Rewrite the lines below, switching every "Annotate" to "Mark" and changing nothing else. Omit the pictures from your answer.

★ ★ ★ ★ ★ ★ ★

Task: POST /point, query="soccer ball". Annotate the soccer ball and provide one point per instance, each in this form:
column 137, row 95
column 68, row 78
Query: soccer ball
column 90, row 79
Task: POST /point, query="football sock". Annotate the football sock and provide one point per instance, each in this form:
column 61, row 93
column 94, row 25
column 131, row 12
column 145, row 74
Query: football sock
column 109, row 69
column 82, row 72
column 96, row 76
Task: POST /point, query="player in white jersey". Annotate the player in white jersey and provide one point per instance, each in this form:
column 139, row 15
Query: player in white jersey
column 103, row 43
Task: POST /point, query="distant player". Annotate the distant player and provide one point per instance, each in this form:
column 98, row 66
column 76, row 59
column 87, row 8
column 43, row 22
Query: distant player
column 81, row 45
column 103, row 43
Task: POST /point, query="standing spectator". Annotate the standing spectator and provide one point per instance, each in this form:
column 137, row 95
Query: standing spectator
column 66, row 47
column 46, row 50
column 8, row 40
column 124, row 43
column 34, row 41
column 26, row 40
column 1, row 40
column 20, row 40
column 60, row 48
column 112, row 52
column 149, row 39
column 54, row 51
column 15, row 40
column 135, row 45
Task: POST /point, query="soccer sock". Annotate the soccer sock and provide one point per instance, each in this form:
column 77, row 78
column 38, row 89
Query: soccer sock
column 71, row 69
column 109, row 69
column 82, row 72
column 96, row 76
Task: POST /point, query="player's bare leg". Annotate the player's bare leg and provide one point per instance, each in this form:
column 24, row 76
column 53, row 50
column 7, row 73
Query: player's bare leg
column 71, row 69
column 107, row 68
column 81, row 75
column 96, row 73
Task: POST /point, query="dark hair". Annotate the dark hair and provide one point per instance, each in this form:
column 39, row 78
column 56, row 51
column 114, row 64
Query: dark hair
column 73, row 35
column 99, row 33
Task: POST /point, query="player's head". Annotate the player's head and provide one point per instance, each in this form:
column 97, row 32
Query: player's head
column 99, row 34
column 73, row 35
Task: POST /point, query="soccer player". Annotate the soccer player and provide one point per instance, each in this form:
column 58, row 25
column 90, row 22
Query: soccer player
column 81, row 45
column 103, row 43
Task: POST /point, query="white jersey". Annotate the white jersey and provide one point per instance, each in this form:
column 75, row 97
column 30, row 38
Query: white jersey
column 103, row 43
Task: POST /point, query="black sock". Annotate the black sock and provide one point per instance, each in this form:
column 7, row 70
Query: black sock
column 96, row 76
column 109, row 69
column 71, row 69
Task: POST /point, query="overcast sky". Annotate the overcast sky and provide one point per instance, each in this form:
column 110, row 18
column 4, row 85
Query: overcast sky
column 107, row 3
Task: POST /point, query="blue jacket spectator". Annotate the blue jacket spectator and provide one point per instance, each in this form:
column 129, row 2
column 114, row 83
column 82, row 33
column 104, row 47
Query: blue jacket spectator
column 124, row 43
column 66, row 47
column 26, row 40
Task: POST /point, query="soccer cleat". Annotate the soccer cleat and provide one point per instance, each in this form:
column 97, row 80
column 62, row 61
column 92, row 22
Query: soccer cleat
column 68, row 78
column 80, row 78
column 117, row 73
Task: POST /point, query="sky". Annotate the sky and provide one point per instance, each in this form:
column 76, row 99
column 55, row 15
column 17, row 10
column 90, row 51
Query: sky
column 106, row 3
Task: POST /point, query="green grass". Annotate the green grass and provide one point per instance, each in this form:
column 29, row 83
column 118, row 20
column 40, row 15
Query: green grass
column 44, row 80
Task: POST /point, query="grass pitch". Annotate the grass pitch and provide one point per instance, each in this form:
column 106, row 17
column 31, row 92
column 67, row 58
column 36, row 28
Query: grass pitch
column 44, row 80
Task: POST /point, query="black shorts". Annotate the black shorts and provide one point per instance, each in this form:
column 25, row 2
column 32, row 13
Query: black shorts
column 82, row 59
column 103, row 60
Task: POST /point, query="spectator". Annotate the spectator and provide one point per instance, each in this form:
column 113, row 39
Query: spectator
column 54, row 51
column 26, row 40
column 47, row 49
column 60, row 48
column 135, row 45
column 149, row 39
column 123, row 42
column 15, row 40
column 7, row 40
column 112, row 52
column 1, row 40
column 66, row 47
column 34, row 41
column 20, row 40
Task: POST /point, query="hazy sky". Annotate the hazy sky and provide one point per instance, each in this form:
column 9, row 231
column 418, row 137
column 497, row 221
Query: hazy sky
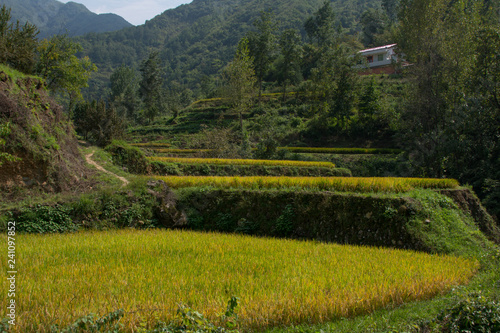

★ ★ ★ ★ ★ ★ ★

_Exercise response_
Task: POST /point, query="soccer ball". Mark the soccer ball and provide one point per instance, each in this form:
column 137, row 95
column 68, row 78
Query: soccer ball
column 90, row 79
Task: POST /point, query="football sock". Mark the football sock and provide one point per instance, each in this form:
column 61, row 93
column 94, row 25
column 131, row 12
column 145, row 74
Query: football sock
column 109, row 69
column 82, row 72
column 96, row 76
Task: POST /point, query="player in white jersey". Mark the player in white jersey and provide one point per instance, each in this form:
column 139, row 15
Query: player in white jersey
column 103, row 43
Task: POST /point, query="distant player". Mark the distant player and provide one point per instance, each in this form:
column 98, row 66
column 76, row 59
column 87, row 8
column 43, row 22
Query: distant player
column 81, row 45
column 103, row 43
Task: POST /point, query="standing spectator". Mark the standing spectator and provide one point per instance, each in this form:
column 137, row 95
Query: standing spectator
column 66, row 47
column 46, row 50
column 8, row 40
column 124, row 43
column 34, row 41
column 26, row 40
column 1, row 40
column 20, row 40
column 60, row 48
column 112, row 52
column 149, row 39
column 54, row 51
column 15, row 40
column 135, row 45
Task: POST /point, query="soccer sock". Mark the soccer sock and provide one point per instance, each in this form:
column 77, row 78
column 38, row 89
Query: soccer sock
column 71, row 69
column 109, row 69
column 82, row 72
column 96, row 76
Task: POST /point, query="player's bare leg". Mark the player's bare leg and provide one point per instance, each in this form:
column 24, row 76
column 53, row 50
column 7, row 73
Query: player's bare leg
column 71, row 69
column 107, row 68
column 81, row 75
column 96, row 73
Task: POST /point, query="dark hair". Mark the dark hair and provide one point per instance, each in this form:
column 39, row 78
column 56, row 51
column 114, row 64
Query: dark hair
column 73, row 35
column 99, row 33
Task: POST /point, query="player's head". Mark the player's head and provide one point per instance, each in this form:
column 97, row 32
Query: player's head
column 99, row 34
column 73, row 35
Task: POST /point, query="soccer player". Mark the soccer player and provide one point per instance, each in this form:
column 58, row 25
column 90, row 22
Query: soccer player
column 81, row 45
column 103, row 43
Task: POST /point, query="white jersey". Mark the white jersey and provide one point per instance, each in this form:
column 75, row 97
column 30, row 38
Query: white jersey
column 103, row 43
Task: POST /point, query="black sock". Mark the black sock and provide one point per instance, each in this form:
column 7, row 70
Query: black sock
column 96, row 76
column 109, row 69
column 71, row 69
Task: POST /point, query="overcast sky". Mark the overcast sky and provide one point per instance, each in this form:
column 110, row 18
column 4, row 85
Query: overcast sky
column 107, row 3
Task: POST /point, query="blue jacket spectator". Mark the blue jacket spectator and provide one point per instance, each in this form:
column 129, row 2
column 114, row 83
column 82, row 33
column 104, row 47
Query: blue jacket spectator
column 124, row 43
column 66, row 47
column 26, row 40
Task: POST /point, query="soccer cleat". Mark the soccer cleat and provide one point per instance, each in this form:
column 97, row 80
column 62, row 61
column 92, row 22
Query: soccer cleat
column 68, row 78
column 80, row 78
column 117, row 73
Task: POST /point, query="sky". Mark the sky and provide one point per instance, each in this form:
column 76, row 99
column 55, row 15
column 17, row 10
column 90, row 51
Query: sky
column 106, row 3
Task: POST /point, query="green grass". Mark the green grass and provide one point per instance, each in this form:
column 29, row 83
column 118, row 20
column 40, row 15
Query: green grass
column 44, row 80
Task: POST /point, query="grass pitch". Mark the grass pitch and provide one point per instance, each in this form:
column 106, row 17
column 31, row 92
column 67, row 58
column 36, row 28
Query: grass pitch
column 44, row 80
Task: POST /point, query="black shorts". Mark the black shorts and provide one point per instance, each in this form:
column 25, row 2
column 32, row 13
Query: black shorts
column 82, row 59
column 103, row 60
Task: POST /point, query="spectator". Mark the spectator and provide one point per instance, each in this form:
column 113, row 39
Query: spectator
column 54, row 51
column 26, row 40
column 47, row 49
column 60, row 48
column 135, row 45
column 149, row 39
column 123, row 42
column 15, row 40
column 7, row 40
column 112, row 52
column 1, row 40
column 66, row 47
column 34, row 41
column 20, row 40
Task: POST /point, query="hazy sky". Mark the hazy sky and provide one point per instance, each in this form:
column 9, row 231
column 418, row 137
column 497, row 221
Query: hazy sky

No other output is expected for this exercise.